START GIVEN PASSAGE
There’s a key pararagraph in Brigid Schulte’s excellent Washington Post article on Morgellons:
At the Mayo Clinic in Rochester, Minn., doctors are beginning to discover how imprecise a diagnosis of “delusions of parasitosis” can be. In the past five years, 175 people have been admitted to the clinic with that diagnosis. After thorough evaluations, however, with doctors taking the time to search for underlying problems, only half of those patients left the clinic with that diagnosis intact. Doctors found a very real cause of the itching in the other half.
It’s key both because it illustrates the false dichotomy of “disease or delusion” that the media and the MRF have forced upon Morgellons, and because it offers a way out of this dead end debate.
Let’s say somebody itches. That’s all, they just itch, but really badly, so it’s a problem. They go to the doctor, and the doctor does a lot of tests to try to find out why they are itching. They do all kinds of tests, and discuss possible environmental causes with the patient, they keep at this for a long time but they can’t find out why the patient is itching.
END GIVEN PASSAGE
— DESCRIPTION OF THE TASK —
Transcribe the part of the Morgellons article starting at "Let’s say somebody" and ending at "patient is itching.".
START ENTRIES SUPPLIED
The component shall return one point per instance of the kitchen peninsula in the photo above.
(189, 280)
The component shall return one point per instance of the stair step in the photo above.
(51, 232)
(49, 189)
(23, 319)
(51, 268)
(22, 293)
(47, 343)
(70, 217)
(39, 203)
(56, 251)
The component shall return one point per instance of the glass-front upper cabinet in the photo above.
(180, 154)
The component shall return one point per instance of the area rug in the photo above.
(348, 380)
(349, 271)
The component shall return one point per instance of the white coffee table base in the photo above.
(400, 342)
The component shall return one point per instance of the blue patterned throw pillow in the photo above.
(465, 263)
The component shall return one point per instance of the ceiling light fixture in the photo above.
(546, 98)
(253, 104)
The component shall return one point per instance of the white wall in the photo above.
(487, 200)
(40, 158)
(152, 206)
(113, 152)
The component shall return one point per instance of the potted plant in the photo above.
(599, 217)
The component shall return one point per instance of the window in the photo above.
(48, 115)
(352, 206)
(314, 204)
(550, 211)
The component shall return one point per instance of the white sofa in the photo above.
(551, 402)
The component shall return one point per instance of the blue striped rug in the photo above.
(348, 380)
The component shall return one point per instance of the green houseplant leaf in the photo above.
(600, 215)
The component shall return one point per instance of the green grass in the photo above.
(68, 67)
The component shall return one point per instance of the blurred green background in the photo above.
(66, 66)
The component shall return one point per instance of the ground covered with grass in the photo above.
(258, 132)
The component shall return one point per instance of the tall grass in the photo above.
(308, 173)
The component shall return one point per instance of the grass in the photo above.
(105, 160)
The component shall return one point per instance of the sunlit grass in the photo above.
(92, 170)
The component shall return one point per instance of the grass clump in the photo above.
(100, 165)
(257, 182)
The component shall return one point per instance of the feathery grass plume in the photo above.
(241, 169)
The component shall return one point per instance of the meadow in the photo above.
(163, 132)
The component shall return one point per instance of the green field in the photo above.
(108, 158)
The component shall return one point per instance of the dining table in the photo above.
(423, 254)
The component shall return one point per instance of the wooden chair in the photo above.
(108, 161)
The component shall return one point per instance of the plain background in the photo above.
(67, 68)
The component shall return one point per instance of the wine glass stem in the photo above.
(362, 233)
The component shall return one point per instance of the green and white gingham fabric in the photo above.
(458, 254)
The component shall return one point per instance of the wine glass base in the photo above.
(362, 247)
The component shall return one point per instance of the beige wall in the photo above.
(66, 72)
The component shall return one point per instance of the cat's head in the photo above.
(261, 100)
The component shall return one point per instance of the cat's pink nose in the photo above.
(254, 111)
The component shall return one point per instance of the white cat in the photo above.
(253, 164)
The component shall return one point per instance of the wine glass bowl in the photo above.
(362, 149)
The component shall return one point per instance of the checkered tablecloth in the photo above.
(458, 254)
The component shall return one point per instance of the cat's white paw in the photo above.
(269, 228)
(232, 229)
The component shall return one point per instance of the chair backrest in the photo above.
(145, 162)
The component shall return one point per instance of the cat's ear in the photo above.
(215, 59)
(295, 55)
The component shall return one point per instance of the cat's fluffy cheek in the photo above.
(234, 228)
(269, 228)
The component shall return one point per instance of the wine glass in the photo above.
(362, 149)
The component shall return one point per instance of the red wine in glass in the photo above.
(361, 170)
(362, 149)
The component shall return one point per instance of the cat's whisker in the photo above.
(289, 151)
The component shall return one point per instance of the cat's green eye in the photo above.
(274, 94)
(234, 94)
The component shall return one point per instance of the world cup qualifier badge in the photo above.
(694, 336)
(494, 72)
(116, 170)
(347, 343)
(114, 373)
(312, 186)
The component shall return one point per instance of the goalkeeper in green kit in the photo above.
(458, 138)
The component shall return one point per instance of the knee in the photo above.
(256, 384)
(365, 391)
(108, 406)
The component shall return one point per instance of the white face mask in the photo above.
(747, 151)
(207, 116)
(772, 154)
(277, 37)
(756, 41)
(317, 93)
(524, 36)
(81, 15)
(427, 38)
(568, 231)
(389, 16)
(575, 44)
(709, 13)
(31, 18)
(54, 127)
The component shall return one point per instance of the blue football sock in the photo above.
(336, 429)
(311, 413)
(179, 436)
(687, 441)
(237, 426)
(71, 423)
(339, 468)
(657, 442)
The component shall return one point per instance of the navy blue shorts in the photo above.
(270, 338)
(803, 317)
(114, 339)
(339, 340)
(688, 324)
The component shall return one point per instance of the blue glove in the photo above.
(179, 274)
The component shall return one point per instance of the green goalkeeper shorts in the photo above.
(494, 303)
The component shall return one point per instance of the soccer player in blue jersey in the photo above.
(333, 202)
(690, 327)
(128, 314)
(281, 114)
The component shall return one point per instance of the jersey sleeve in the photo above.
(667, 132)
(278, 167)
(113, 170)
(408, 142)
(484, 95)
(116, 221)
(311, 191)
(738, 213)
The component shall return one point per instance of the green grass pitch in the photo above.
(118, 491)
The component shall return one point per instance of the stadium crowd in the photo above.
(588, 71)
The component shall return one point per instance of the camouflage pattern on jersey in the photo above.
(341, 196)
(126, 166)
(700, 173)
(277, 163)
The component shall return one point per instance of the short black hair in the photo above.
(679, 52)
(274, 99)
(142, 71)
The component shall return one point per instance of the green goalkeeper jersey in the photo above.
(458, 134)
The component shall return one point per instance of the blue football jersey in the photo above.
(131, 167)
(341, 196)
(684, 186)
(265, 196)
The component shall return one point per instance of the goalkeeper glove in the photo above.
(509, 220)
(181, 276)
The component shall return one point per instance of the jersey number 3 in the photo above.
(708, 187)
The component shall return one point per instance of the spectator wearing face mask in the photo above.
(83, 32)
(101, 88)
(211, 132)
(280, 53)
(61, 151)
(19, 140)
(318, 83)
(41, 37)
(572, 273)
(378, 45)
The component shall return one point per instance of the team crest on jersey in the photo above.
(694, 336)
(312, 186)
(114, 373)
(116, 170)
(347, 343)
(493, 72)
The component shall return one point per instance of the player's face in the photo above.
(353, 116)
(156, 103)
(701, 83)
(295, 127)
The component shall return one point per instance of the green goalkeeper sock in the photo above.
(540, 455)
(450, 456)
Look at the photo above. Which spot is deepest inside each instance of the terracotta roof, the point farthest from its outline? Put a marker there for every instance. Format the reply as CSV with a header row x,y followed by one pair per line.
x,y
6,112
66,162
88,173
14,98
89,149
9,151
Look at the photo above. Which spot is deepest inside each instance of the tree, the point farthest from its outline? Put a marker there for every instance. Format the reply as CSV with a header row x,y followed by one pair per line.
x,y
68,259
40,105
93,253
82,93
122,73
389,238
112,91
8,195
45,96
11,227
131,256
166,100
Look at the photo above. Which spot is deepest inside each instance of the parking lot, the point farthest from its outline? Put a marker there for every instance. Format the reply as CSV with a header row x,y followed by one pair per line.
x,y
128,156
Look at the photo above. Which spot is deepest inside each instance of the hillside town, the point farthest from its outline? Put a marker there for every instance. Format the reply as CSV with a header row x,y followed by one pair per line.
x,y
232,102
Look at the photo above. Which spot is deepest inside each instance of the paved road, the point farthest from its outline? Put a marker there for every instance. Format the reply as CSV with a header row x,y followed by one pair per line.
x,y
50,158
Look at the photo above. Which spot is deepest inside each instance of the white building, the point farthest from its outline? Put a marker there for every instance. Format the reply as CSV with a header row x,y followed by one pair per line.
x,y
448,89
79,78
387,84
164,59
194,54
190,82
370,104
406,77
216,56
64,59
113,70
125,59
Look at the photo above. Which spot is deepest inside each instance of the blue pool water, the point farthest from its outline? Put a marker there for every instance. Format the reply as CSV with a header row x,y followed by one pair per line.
END ENTRIES SUPPLIED
— SOLUTION FOR THIS EXERCISE —
Let’s say somebody itches. That’s all, they just itch, but really badly, so it’s a problem. They go to the doctor, and the doctor does a lot of tests to try to find out why they are itching. They do all kinds of tests, and discuss possible environmental causes with the patient, they keep at this for a long time but they can’t find out why the patient is itching.